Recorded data

■ ■ ■ ■ ■ ■ ■

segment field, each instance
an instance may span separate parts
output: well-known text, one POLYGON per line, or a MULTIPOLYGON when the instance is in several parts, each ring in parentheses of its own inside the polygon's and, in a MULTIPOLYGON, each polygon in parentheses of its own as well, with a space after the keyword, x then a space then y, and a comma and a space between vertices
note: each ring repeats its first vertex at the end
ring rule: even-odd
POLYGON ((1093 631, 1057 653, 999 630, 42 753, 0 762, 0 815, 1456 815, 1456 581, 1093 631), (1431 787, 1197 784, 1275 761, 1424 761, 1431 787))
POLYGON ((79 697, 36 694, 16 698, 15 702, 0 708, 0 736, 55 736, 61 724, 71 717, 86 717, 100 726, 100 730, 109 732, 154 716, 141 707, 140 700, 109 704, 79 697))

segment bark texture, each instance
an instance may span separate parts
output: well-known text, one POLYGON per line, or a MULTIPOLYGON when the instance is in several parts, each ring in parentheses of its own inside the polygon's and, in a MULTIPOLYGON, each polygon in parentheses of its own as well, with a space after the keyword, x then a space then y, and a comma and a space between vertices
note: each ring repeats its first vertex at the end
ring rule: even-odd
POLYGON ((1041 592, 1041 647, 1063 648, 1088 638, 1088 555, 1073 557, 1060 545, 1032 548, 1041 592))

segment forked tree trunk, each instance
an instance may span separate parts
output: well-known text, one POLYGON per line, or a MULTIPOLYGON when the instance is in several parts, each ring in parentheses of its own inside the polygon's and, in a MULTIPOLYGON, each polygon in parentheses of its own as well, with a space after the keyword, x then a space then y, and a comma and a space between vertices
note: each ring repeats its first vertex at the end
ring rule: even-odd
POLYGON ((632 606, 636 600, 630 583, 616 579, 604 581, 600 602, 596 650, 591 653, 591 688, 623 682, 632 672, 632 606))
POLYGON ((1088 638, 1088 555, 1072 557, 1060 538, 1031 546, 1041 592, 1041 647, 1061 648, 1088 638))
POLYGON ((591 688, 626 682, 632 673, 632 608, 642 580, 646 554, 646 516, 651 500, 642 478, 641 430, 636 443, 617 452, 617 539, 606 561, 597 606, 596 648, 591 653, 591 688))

■ ■ ■ ■ ■ ■ ■

**WHAT IS EXPECTED**. Put the material above into a two-column CSV with the columns input and output, one row per text-and-answer pair. Put the text in input and its answer in output, each as a single quoted field with line breaks replaced by spaces.

**RESULT**.
input,output
"segment field, each instance an instance may span separate parts output: well-known text, one POLYGON per line, or a MULTIPOLYGON when the instance is in several parts, each ring in parentheses of its own inside the polygon's and, in a MULTIPOLYGON, each polygon in parentheses of its own as well, with a space after the keyword, x then a space then y, and a comma and a space between vertices note: each ring repeats its first vertex at the end ring rule: even-odd","POLYGON ((1093 631, 1057 653, 999 630, 42 753, 0 762, 0 815, 1456 815, 1456 581, 1093 631), (1431 787, 1197 784, 1275 761, 1424 761, 1431 787)) POLYGON ((79 697, 36 694, 16 698, 15 702, 0 708, 0 736, 55 736, 61 724, 71 717, 86 717, 100 726, 100 730, 109 732, 154 716, 141 707, 140 700, 109 704, 79 697))"
"segment bark texture, each instance an instance may span separate parts output: well-known text, one POLYGON per line, or a MULTIPOLYGON when the instance is in several parts, each ring in parentheses of its own inside the polygon's and, in a MULTIPOLYGON, each polygon in parentheses of its own as well, with a space after the keyword, x then a space then y, and a comma and a space between vertices note: each ring repeats its first vertex at the end ring rule: even-odd","POLYGON ((1041 592, 1041 647, 1063 648, 1088 638, 1088 555, 1073 557, 1060 545, 1032 548, 1041 592))"
"segment forked tree trunk, each instance an instance may span separate parts output: well-known text, one POLYGON per line, or a MULTIPOLYGON when the instance is in several parts, each ring in parentheses of its own inside the polygon's and, in a MULTIPOLYGON, each polygon in parentheses of its own as well, with a space after the keyword, x then a space then y, and a comma and a space between vertices note: each ring repeats its first vertex at the end ring rule: even-odd","POLYGON ((632 606, 636 600, 630 583, 616 579, 604 581, 600 602, 596 650, 591 653, 591 688, 623 682, 632 672, 632 606)) POLYGON ((1088 638, 1088 555, 1072 557, 1060 538, 1031 546, 1041 592, 1041 647, 1061 648, 1088 638)) POLYGON ((591 688, 626 682, 632 673, 632 608, 642 580, 646 554, 646 516, 651 500, 642 478, 641 430, 636 443, 617 452, 617 539, 606 561, 597 606, 596 648, 591 653, 591 688))"